▶ _Assignment_
Once the line containing "Accessibility service: describe the position of every grass" is found in the entries below, restate it and each following line word for word, stopping after the line containing "Accessibility service: describe the position of every glossy".

▶ _Given data_

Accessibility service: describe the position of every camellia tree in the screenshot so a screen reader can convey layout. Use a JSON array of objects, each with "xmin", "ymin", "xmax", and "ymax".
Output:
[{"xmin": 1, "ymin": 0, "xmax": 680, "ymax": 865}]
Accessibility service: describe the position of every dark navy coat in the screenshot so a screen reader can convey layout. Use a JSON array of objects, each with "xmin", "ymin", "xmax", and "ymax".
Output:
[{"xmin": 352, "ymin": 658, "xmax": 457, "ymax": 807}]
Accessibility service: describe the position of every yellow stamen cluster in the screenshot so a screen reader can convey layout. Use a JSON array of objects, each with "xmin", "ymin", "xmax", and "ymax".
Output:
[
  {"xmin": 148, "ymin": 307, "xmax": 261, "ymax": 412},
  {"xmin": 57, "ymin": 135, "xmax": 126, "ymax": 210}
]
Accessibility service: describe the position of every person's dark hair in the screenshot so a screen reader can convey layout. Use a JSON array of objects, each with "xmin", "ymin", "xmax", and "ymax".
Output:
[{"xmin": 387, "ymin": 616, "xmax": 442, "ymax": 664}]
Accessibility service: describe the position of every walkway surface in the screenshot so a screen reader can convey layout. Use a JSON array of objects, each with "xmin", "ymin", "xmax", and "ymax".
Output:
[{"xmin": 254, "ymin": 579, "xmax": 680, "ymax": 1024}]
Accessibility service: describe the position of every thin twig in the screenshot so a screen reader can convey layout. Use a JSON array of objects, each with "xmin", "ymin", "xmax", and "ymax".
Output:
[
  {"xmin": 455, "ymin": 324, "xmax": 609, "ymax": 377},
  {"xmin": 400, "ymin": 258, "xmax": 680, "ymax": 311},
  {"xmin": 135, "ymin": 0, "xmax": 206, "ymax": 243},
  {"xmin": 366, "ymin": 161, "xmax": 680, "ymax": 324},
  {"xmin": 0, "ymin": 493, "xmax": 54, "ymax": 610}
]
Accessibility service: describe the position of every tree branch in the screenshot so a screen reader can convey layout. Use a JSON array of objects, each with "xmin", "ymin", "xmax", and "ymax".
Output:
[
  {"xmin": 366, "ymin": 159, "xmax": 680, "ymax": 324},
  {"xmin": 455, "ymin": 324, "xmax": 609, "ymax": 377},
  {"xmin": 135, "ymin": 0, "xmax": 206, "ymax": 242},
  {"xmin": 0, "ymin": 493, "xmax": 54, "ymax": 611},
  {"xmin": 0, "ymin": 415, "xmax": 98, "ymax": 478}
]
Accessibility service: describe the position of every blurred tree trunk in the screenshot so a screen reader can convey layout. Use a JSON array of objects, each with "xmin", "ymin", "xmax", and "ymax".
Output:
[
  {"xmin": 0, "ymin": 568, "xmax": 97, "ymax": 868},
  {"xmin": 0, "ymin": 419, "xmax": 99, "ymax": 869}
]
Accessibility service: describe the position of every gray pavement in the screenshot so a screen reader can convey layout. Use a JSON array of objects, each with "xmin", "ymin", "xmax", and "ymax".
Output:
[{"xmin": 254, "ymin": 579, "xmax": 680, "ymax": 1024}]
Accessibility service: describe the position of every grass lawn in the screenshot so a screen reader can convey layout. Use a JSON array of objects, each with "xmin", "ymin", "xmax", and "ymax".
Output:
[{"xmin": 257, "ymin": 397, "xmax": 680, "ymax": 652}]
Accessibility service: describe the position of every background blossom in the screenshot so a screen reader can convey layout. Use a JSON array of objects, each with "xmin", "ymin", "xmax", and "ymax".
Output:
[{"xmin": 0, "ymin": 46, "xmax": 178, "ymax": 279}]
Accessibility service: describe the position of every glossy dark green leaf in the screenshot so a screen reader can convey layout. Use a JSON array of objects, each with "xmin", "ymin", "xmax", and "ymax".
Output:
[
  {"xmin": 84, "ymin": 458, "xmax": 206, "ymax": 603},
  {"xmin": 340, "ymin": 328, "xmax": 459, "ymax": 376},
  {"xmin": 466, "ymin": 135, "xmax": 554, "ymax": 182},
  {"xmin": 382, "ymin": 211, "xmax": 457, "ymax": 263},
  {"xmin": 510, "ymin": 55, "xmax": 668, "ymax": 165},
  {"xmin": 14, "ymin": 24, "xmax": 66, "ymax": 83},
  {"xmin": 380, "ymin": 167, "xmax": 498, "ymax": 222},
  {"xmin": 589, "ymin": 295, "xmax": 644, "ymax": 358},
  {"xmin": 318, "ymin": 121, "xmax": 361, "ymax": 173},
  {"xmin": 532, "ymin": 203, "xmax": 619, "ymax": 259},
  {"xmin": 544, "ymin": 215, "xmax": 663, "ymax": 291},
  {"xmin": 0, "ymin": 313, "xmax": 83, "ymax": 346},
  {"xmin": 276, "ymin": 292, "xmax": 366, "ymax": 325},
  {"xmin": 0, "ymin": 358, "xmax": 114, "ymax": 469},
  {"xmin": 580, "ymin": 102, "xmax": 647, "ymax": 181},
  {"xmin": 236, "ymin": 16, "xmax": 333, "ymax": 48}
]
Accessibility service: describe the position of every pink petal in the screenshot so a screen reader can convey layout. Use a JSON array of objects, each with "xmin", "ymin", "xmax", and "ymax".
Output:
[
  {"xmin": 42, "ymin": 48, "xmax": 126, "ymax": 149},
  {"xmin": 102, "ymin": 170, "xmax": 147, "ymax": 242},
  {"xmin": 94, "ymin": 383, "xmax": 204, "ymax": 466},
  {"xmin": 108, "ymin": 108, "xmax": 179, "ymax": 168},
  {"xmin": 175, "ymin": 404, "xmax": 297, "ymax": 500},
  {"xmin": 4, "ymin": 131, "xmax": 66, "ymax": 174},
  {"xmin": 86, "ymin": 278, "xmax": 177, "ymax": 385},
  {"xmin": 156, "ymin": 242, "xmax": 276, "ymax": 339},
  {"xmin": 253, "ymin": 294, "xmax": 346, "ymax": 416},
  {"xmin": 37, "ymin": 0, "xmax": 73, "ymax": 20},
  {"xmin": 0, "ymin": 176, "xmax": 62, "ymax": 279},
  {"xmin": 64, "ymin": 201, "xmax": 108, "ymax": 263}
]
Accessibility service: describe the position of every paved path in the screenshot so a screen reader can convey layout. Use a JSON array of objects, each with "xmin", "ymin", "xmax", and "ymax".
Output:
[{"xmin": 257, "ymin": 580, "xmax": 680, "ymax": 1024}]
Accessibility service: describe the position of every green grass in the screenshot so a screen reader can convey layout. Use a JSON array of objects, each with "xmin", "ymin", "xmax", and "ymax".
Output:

▶ _Result of this task_
Accessibility service: describe the position of every grass lawn in the screenshot so a screen reader can convey layout. Use a JSON array of objects, each with "xmin", "ymin", "xmax", and "ymax".
Output:
[{"xmin": 257, "ymin": 397, "xmax": 680, "ymax": 652}]
Accessibility service: describe the position of every background blossom in the screenshot so a screen reader can convey layout. Use a JSON array of objects, each with "xmin", "ymin", "xmax", and "ymax".
Output:
[{"xmin": 0, "ymin": 46, "xmax": 178, "ymax": 279}]
Accessibility service: describe the position of every glossy dark green leaf in the screenshot so a screen reader can convey layout. Use a JSON array of objects, each with "xmin", "ymin", "xmax", and "ymax".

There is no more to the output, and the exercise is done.